• [What this task involves]
Copy out the listing below word for word, leaving out the pictures.

┌─ Material

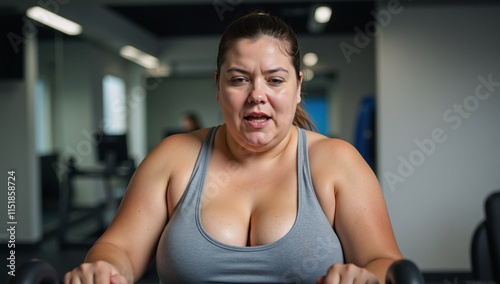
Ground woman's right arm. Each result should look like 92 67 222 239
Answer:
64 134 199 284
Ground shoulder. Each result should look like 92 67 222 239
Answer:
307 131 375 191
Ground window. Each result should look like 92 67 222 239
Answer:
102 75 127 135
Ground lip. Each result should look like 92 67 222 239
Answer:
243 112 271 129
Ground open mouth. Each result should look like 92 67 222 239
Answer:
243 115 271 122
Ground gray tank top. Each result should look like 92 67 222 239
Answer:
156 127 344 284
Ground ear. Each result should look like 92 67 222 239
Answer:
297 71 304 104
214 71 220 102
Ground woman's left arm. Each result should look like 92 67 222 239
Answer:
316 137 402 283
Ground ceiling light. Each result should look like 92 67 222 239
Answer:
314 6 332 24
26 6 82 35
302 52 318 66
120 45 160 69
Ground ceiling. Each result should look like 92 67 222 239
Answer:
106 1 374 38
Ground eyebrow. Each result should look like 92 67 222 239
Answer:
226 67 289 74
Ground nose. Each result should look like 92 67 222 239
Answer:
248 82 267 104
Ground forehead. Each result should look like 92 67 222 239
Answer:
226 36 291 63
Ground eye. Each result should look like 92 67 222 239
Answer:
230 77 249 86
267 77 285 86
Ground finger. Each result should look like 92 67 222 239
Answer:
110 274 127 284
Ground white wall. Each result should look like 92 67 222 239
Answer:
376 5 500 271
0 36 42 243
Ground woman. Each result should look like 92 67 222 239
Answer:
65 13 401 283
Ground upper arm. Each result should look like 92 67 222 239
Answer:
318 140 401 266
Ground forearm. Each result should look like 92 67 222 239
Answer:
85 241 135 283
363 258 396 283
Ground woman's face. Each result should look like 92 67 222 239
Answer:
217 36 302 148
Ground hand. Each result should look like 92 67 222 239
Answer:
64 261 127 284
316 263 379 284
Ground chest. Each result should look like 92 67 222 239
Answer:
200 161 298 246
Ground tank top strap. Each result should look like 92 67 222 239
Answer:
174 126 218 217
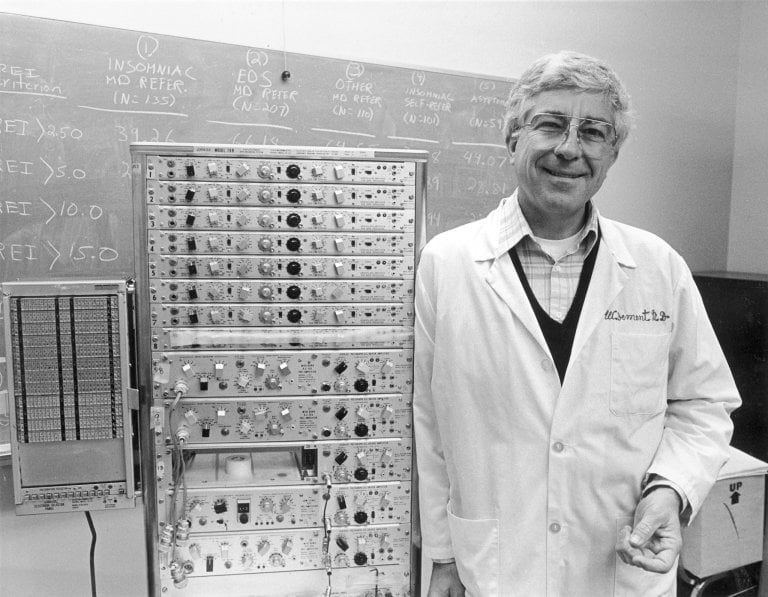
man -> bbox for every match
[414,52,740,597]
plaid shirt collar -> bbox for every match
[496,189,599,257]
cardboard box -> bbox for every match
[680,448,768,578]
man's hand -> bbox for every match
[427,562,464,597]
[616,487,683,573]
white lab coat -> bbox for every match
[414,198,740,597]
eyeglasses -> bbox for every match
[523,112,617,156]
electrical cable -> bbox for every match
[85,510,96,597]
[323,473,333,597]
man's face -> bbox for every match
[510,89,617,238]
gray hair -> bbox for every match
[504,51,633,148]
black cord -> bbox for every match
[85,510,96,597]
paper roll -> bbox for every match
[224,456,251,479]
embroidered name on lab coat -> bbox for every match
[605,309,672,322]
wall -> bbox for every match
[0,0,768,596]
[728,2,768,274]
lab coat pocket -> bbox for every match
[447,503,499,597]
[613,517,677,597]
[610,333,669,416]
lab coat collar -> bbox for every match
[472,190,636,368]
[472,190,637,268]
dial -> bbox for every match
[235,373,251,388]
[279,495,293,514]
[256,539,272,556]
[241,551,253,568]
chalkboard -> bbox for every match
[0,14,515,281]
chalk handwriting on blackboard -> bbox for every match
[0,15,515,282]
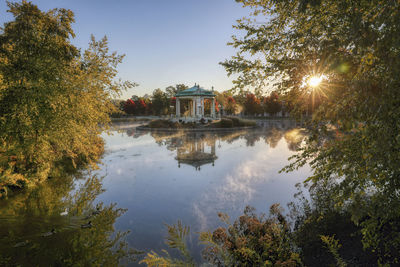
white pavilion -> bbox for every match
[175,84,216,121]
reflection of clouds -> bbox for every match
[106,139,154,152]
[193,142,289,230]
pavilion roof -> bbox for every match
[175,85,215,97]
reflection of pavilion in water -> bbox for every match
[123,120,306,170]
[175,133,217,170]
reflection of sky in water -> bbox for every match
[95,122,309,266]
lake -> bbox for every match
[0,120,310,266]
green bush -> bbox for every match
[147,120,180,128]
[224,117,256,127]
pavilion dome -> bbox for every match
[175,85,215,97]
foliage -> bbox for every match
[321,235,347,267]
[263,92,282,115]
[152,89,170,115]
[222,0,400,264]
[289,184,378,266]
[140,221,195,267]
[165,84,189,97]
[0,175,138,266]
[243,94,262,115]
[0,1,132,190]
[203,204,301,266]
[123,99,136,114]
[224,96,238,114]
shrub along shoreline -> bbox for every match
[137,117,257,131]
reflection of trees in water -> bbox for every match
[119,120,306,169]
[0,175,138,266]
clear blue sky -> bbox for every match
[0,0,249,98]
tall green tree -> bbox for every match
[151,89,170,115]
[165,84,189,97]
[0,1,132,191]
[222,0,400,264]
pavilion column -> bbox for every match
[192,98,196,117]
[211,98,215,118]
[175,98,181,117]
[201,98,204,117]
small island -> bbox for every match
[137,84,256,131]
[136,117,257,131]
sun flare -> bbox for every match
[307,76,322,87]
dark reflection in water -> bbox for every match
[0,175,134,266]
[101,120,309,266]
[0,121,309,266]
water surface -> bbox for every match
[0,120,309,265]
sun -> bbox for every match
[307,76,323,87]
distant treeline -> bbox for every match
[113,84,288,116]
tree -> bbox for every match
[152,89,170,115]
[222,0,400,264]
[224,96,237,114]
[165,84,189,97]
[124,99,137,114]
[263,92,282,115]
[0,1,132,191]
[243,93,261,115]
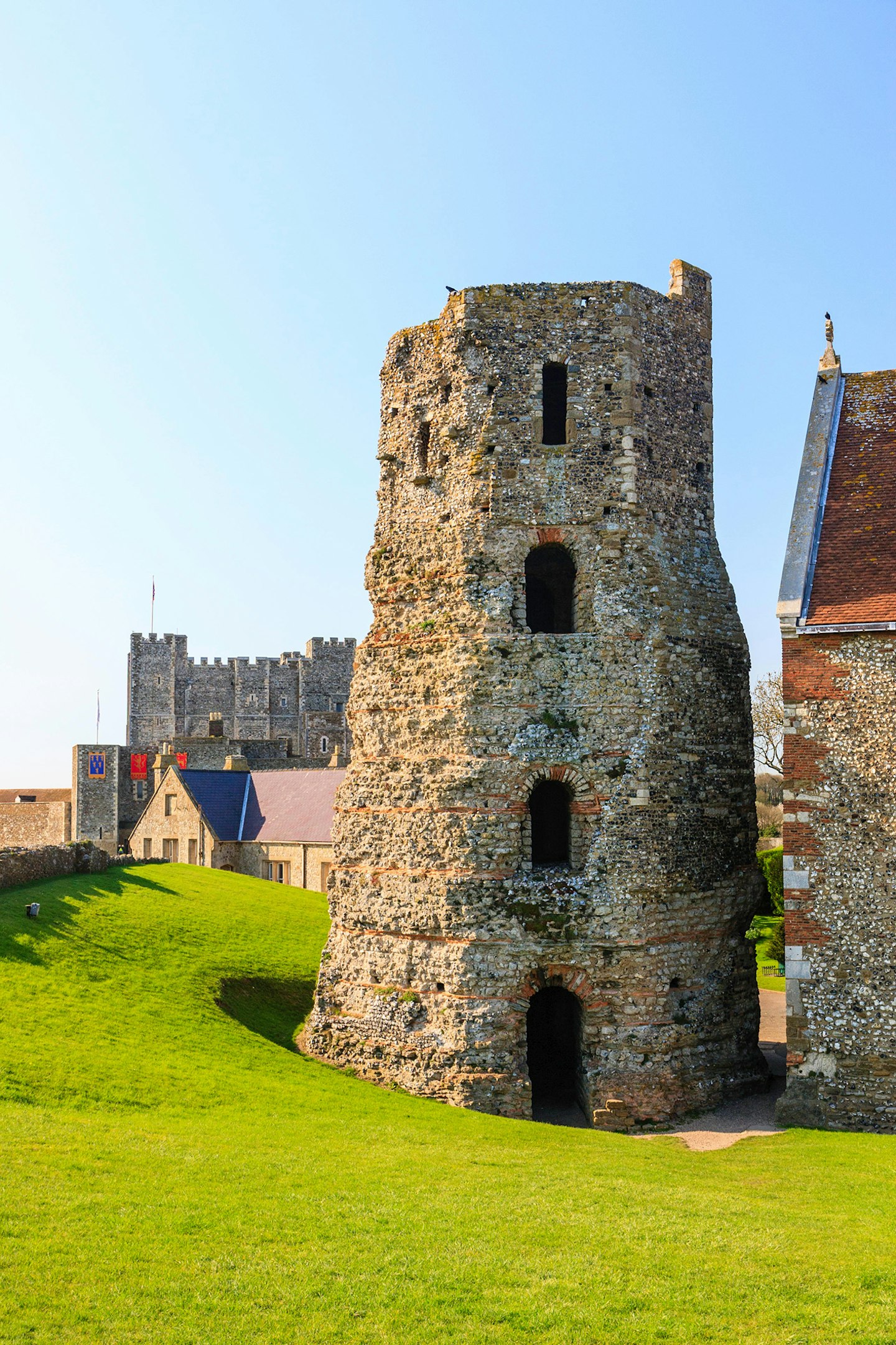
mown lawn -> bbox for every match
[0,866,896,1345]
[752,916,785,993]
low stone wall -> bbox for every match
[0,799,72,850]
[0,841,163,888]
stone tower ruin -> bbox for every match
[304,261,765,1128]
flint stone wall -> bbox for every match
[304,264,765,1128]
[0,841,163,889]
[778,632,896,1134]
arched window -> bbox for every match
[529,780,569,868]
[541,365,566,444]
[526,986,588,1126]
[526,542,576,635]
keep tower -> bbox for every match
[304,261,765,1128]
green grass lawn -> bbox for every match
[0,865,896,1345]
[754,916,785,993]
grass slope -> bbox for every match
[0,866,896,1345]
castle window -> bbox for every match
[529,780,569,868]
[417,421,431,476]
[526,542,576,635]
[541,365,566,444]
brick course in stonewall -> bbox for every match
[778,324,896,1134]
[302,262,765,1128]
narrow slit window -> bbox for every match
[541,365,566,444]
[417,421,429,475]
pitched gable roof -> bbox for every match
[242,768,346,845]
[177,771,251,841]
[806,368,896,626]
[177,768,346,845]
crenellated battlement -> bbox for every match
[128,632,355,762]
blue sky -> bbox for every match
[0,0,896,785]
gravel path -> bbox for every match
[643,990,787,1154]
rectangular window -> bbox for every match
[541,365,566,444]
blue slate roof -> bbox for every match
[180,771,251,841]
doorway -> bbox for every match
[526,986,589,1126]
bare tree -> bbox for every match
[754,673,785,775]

└─

• [Written response]
Ground woman's right arm. Each result should look like 92 67 222 239
Answer:
64 134 199 284
Ground shoulder. Each result should look like 92 67 222 239
Answer:
307 131 375 191
Ground window. Each result should look like 92 67 222 239
Answer:
102 75 127 135
Ground lip. Each result should look like 92 67 222 239
Answer:
243 112 271 129
Ground open mouth. Each result should look like 92 67 222 239
Answer:
243 115 271 122
Ground gray tank top. Each result should look like 92 67 222 239
Answer:
156 127 344 284
Ground ear. Each result should look like 92 67 222 239
Answer:
297 71 304 104
214 71 220 102
Ground woman's left arm. Each result should look like 92 67 222 239
Answer:
316 137 402 283
Ground ceiling light. Each result should look like 92 67 222 239
Answer:
314 6 332 24
26 6 82 35
302 52 318 66
120 45 160 69
Ground ceiling. Each result should look like 92 67 222 239
Answer:
106 1 374 38
Ground eyebrow. Each result should look like 92 67 222 239
Answer:
226 67 289 74
Ground nose. Each result should look like 92 67 222 239
Answer:
248 82 267 104
Ground forehead. Each result should look like 92 67 222 239
Answer:
226 36 291 63
Ground eye. Each result should look like 92 67 222 239
Answer:
230 77 249 86
267 77 285 86
Ground finger. Each result should look like 92 67 222 239
Answer:
110 274 127 284
Ground white wall. Each result should look like 92 67 222 239
Answer:
376 5 500 271
0 36 42 243
Ground woman. Each result should look like 92 67 222 239
Answer:
65 13 401 283
Ground upper arm. Each result should look like 92 67 222 239
Answer:
318 140 401 266
Ground forearm. Each result should look like 92 67 222 239
Answer:
85 241 135 283
363 258 396 283
Ground woman's face. Each result should look like 92 67 222 239
Answer:
217 36 302 148
Ground hand. Each result should look like 92 67 222 239
Answer:
64 261 127 284
316 263 379 284
Ground chest. Each result should look like 92 67 222 239
Answer:
200 161 298 246
Ground tank top strap. Each result should look like 92 67 222 239
Answer:
174 126 218 217
man -> bbox for every match
[414,52,740,597]
plaid shirt collar -> bbox for every match
[496,189,599,257]
cardboard box -> bbox for every match
[680,448,768,578]
man's hand -> bbox for every match
[427,562,464,597]
[616,487,683,573]
white lab coat -> bbox for every match
[414,198,740,597]
eyeglasses -> bbox for every match
[523,112,617,156]
electrical cable -> bbox for every match
[85,510,96,597]
[323,473,333,597]
man's face -> bbox for every match
[510,89,617,238]
gray hair -> bbox for every match
[504,51,633,148]
black cord -> bbox for every match
[85,510,96,597]
paper roll -> bbox for every match
[224,456,251,479]
embroidered name on lab coat -> bbox for every match
[605,309,672,322]
wall -> bbox for every match
[0,0,768,596]
[728,2,768,274]
lab coat pocket -> bbox for every match
[447,503,499,597]
[613,517,677,597]
[610,333,669,416]
lab coat collar -> bbox for every match
[472,190,636,368]
[472,190,637,268]
dial -> bbox for every match
[235,373,251,388]
[279,495,293,514]
[256,539,272,556]
[241,551,253,568]
chalkboard -> bbox for every match
[0,14,515,281]
chalk handwriting on blackboard -> bbox for every match
[0,15,515,282]
white pavilion -> bbox for every match
[175,84,216,121]
reflection of clouds -> bbox for every match
[106,139,154,152]
[193,142,289,230]
pavilion roof -> bbox for every match
[175,85,215,97]
reflection of pavilion in water -> bbox for every match
[123,120,306,170]
[175,133,217,170]
reflection of sky in water -> bbox for every match
[95,122,309,266]
lake -> bbox for every match
[0,120,310,266]
green bush -> bbox for every match
[147,120,180,128]
[224,117,256,127]
pavilion dome -> bbox for every match
[175,85,215,97]
foliage -> bbox for every match
[321,235,347,267]
[263,92,282,115]
[152,89,170,115]
[222,0,400,264]
[289,184,378,266]
[140,221,195,267]
[165,84,189,97]
[0,175,138,266]
[243,94,262,115]
[0,1,132,190]
[203,204,301,266]
[123,99,136,114]
[224,96,238,114]
shrub along shoreline -> bbox for every match
[137,117,257,131]
reflection of trees in water -> bbox for every match
[119,120,306,169]
[0,175,138,266]
clear blue sky -> bbox for every match
[0,0,249,98]
tall green tree -> bbox for every match
[151,89,170,115]
[165,84,189,97]
[0,1,132,191]
[222,0,400,264]
pavilion column -> bbox for every match
[192,98,196,117]
[211,98,215,118]
[175,98,181,117]
[201,98,204,117]
small island -> bbox for every match
[137,84,256,131]
[136,117,257,131]
sun flare -> bbox for every match
[307,76,322,87]
dark reflection in water -> bbox for every match
[0,175,134,266]
[101,120,309,266]
[0,121,309,266]
water surface -> bbox for every match
[0,120,309,265]
sun -> bbox for every match
[307,76,323,87]
distant treeline -> bbox for every match
[113,84,288,116]
tree -> bbox for every match
[152,89,170,115]
[222,0,400,264]
[224,96,237,114]
[165,84,189,97]
[124,99,137,114]
[263,92,282,115]
[0,1,132,191]
[243,93,261,115]
mown lawn -> bbox for every match
[0,866,896,1345]
[752,916,785,993]
low stone wall -> bbox for every match
[0,799,72,850]
[0,841,163,888]
stone tower ruin -> bbox for every match
[304,261,765,1128]
flint stone wall -> bbox for every match
[304,264,765,1128]
[0,841,163,889]
[778,632,896,1134]
arched window -> bbox for every match
[529,780,569,868]
[541,365,566,444]
[526,986,588,1126]
[526,542,576,635]
keep tower -> bbox for every match
[304,261,765,1128]
green grass lawn -> bbox for every match
[0,865,896,1345]
[754,916,785,993]
grass slope -> bbox for every match
[0,866,896,1345]
castle window -> bbox for every match
[529,780,569,868]
[417,421,431,476]
[526,542,576,635]
[541,365,566,444]
brick course in stonewall -> bbox for every match
[778,324,896,1134]
[302,262,765,1128]
narrow slit window -> bbox for every match
[541,365,566,444]
[417,421,429,475]
pitched gable roof -> bbox for every match
[242,768,346,845]
[177,771,251,841]
[806,368,896,626]
[177,768,346,845]
crenellated battlement -> bbox for every match
[128,632,355,762]
blue sky -> bbox for every match
[0,0,896,785]
gravel path -> bbox for every match
[643,990,787,1154]
rectangular window -> bbox for every match
[541,365,566,444]
blue slate roof -> bbox for every match
[180,771,251,841]
doorway -> bbox for every match
[526,986,589,1126]
bare tree -> bbox for every match
[754,673,785,775]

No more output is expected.